(Extracted records)
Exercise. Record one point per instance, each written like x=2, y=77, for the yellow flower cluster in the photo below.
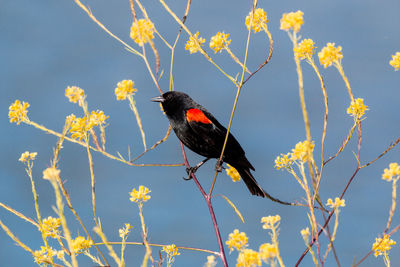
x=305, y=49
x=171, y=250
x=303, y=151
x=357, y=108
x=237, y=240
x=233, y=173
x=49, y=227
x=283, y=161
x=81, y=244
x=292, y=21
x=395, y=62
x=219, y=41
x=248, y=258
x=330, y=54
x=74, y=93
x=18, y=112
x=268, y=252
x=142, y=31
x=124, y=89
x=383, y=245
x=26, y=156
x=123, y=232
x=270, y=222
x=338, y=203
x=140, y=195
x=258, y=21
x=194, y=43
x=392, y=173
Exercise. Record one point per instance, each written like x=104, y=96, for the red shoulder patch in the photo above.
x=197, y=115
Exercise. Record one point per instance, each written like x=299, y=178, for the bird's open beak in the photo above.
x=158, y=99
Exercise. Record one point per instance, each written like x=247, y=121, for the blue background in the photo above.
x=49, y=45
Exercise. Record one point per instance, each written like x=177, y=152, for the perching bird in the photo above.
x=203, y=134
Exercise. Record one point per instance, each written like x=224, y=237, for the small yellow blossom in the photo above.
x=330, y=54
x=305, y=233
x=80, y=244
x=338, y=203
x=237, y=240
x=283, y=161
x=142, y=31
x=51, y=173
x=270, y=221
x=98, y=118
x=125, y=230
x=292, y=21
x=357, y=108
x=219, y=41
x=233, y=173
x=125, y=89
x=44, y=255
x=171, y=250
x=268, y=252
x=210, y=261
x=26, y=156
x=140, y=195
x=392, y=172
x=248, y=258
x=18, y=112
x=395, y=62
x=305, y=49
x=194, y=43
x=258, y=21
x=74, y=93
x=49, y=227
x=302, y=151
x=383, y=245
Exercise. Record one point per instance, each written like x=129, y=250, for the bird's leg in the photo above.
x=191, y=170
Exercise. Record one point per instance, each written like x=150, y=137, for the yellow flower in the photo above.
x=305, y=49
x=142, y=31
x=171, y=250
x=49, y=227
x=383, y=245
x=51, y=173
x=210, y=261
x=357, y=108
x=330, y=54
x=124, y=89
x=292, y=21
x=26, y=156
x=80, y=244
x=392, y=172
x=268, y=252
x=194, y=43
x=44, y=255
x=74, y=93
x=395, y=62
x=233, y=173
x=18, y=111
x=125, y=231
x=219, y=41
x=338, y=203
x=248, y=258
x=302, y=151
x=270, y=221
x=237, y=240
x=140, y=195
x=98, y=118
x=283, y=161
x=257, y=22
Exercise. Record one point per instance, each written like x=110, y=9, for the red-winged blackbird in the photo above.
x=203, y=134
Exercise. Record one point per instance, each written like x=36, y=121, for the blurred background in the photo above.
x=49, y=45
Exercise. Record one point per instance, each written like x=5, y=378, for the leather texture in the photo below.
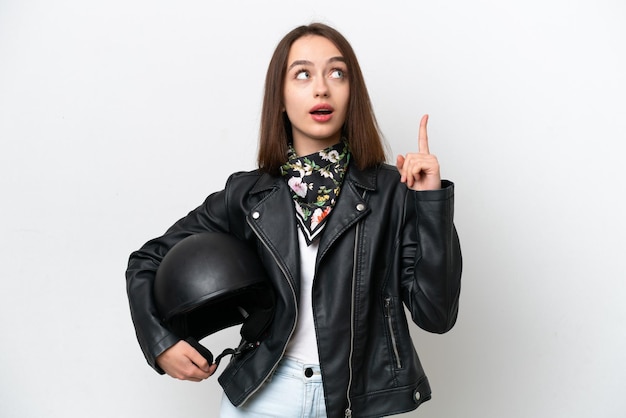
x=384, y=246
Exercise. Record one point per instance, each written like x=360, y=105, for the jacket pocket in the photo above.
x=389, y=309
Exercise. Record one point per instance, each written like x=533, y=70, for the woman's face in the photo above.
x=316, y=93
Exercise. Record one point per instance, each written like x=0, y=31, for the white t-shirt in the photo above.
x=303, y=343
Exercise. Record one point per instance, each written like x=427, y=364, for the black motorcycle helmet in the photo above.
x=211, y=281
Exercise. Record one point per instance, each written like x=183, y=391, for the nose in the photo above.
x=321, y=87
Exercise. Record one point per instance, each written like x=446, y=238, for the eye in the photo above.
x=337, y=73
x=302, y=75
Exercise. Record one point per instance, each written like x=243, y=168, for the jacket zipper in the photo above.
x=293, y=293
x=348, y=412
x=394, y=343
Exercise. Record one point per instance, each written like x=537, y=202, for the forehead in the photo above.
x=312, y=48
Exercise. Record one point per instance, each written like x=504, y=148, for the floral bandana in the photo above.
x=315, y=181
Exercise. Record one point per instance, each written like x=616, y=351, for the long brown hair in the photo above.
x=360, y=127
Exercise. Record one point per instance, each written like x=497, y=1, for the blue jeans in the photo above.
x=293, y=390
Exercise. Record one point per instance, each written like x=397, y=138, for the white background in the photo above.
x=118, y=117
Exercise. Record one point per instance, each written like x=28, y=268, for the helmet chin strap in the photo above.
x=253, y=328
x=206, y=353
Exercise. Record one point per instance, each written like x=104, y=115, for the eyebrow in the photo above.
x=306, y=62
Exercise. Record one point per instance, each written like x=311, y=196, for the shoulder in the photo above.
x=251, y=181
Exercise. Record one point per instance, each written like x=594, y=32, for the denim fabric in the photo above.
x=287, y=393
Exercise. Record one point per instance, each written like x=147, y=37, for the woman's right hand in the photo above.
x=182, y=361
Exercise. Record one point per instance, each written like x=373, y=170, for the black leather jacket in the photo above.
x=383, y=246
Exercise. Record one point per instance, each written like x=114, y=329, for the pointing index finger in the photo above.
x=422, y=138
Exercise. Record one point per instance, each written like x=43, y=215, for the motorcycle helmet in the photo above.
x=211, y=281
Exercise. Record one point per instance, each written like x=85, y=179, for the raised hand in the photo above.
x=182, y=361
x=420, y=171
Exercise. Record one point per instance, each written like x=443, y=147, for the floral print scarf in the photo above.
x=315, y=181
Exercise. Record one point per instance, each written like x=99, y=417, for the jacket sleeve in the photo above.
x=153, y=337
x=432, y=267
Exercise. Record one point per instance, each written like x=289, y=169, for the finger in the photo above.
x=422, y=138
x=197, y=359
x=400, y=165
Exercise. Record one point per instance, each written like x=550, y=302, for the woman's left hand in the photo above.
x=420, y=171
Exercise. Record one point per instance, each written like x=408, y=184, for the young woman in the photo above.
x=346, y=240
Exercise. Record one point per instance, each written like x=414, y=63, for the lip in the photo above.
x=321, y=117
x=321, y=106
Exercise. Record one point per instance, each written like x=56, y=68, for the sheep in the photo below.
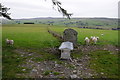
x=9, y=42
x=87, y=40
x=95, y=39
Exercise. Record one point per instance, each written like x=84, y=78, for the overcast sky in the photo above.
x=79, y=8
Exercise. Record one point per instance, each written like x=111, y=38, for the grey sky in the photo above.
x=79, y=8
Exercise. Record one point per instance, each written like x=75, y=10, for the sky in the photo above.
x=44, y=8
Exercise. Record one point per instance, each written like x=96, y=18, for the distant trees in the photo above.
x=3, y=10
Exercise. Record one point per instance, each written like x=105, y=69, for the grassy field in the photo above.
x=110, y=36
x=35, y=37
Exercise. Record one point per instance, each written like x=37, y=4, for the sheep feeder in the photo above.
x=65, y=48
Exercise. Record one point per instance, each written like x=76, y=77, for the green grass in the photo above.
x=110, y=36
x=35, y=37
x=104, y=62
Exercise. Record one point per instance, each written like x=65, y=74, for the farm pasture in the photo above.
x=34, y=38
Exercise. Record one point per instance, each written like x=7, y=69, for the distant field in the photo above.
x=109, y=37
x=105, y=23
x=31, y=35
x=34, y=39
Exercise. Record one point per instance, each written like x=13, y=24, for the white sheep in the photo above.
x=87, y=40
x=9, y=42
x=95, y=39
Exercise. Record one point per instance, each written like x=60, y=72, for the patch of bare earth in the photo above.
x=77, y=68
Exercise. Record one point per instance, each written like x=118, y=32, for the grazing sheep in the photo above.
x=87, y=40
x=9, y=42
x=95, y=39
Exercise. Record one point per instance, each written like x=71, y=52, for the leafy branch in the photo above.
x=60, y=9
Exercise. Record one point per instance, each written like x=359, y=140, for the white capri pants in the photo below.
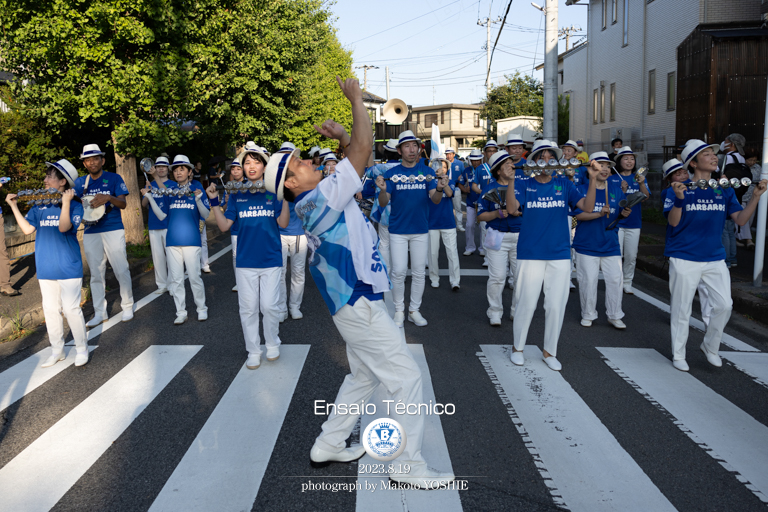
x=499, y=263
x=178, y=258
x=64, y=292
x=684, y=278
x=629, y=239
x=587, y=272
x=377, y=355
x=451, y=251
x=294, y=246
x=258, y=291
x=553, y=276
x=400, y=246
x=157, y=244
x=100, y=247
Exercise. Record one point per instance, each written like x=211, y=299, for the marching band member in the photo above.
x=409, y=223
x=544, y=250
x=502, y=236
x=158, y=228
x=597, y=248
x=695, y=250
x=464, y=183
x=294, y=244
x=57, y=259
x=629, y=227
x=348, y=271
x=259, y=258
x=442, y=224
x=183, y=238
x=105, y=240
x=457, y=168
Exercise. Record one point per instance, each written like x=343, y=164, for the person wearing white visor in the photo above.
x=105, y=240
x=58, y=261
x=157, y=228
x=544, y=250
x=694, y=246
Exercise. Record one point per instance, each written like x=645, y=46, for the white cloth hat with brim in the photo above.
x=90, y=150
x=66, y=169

---

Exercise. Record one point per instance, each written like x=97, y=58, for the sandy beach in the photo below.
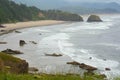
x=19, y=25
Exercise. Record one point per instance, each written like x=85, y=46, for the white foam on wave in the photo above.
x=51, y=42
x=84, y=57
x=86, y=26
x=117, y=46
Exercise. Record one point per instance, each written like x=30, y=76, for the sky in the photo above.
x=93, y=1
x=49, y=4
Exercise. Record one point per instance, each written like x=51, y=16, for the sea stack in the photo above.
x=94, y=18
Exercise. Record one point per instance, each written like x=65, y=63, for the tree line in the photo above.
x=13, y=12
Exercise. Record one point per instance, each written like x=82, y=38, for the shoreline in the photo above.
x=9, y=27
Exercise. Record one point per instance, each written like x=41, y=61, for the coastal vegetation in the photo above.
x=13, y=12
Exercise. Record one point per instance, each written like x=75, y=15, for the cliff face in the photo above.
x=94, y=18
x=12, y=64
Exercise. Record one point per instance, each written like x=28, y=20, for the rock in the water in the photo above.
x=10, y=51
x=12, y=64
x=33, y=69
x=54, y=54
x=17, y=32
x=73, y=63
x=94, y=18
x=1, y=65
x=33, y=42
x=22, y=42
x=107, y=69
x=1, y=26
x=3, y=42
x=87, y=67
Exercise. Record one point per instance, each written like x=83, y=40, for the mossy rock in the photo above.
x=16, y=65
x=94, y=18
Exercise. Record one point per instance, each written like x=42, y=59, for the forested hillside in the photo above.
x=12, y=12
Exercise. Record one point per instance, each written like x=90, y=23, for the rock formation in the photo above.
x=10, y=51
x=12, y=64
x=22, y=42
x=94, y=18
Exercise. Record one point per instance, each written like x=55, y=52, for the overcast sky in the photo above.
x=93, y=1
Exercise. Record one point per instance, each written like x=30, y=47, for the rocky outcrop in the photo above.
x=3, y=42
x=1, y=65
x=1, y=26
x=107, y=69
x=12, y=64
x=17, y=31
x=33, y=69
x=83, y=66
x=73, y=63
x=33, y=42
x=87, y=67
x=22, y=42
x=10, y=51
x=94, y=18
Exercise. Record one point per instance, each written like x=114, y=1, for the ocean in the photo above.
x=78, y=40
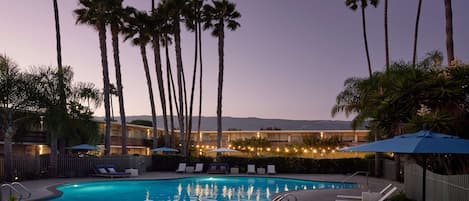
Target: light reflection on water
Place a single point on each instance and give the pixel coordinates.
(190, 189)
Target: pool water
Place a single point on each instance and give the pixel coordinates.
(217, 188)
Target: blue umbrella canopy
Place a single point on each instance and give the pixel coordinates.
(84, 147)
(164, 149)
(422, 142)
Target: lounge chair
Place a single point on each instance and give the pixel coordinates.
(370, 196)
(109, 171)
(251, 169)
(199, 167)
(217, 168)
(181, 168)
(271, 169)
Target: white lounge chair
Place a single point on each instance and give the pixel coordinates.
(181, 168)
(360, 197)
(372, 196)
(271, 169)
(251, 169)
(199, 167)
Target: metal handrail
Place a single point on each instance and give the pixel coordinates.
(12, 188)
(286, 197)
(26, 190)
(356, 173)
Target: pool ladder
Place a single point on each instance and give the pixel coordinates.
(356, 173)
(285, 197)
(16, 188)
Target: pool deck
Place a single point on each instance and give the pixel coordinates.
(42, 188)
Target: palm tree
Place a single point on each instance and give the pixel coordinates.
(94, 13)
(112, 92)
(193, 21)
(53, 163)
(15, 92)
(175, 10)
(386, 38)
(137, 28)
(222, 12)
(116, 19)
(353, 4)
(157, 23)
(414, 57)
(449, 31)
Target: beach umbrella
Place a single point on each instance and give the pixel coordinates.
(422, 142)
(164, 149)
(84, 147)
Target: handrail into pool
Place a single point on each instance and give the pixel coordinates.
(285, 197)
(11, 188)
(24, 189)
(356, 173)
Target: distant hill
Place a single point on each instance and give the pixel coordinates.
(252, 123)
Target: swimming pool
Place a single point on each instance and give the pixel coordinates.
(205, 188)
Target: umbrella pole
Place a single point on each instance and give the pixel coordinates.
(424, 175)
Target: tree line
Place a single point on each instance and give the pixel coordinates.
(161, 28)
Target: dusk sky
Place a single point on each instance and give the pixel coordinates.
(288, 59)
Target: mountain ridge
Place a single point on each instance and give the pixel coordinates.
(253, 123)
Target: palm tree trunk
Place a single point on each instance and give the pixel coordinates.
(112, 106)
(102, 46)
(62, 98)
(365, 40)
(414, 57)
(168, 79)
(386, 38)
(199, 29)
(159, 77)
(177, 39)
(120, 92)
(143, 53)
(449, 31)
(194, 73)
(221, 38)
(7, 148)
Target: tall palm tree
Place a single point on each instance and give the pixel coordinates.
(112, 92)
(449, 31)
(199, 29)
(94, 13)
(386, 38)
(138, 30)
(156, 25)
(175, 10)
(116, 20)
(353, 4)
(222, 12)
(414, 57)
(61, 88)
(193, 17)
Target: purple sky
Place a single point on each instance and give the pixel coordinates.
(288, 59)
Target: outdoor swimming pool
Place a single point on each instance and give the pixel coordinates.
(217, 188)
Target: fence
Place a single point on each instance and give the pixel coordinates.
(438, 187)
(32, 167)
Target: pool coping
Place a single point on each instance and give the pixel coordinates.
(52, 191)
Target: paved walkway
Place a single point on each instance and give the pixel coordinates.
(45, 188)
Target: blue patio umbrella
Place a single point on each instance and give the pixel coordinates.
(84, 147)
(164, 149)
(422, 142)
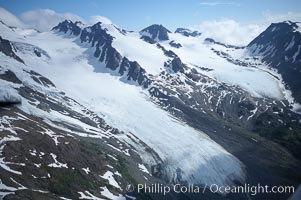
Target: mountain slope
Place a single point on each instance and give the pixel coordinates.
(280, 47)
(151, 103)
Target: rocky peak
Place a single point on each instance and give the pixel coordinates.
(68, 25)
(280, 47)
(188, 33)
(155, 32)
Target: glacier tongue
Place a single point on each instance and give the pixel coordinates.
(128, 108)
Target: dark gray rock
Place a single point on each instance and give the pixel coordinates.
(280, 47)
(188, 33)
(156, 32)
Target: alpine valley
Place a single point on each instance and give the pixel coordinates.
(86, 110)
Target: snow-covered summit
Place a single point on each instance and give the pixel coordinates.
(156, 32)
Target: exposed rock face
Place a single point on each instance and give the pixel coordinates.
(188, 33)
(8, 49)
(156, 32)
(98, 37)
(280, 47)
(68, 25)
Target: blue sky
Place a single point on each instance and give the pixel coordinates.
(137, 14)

## PROBLEM TO WORK ON
Reproduce all lines from the records above that include the word "swimming".

## RESPONSE
Target: swimming pool
Target: outdoor swimming pool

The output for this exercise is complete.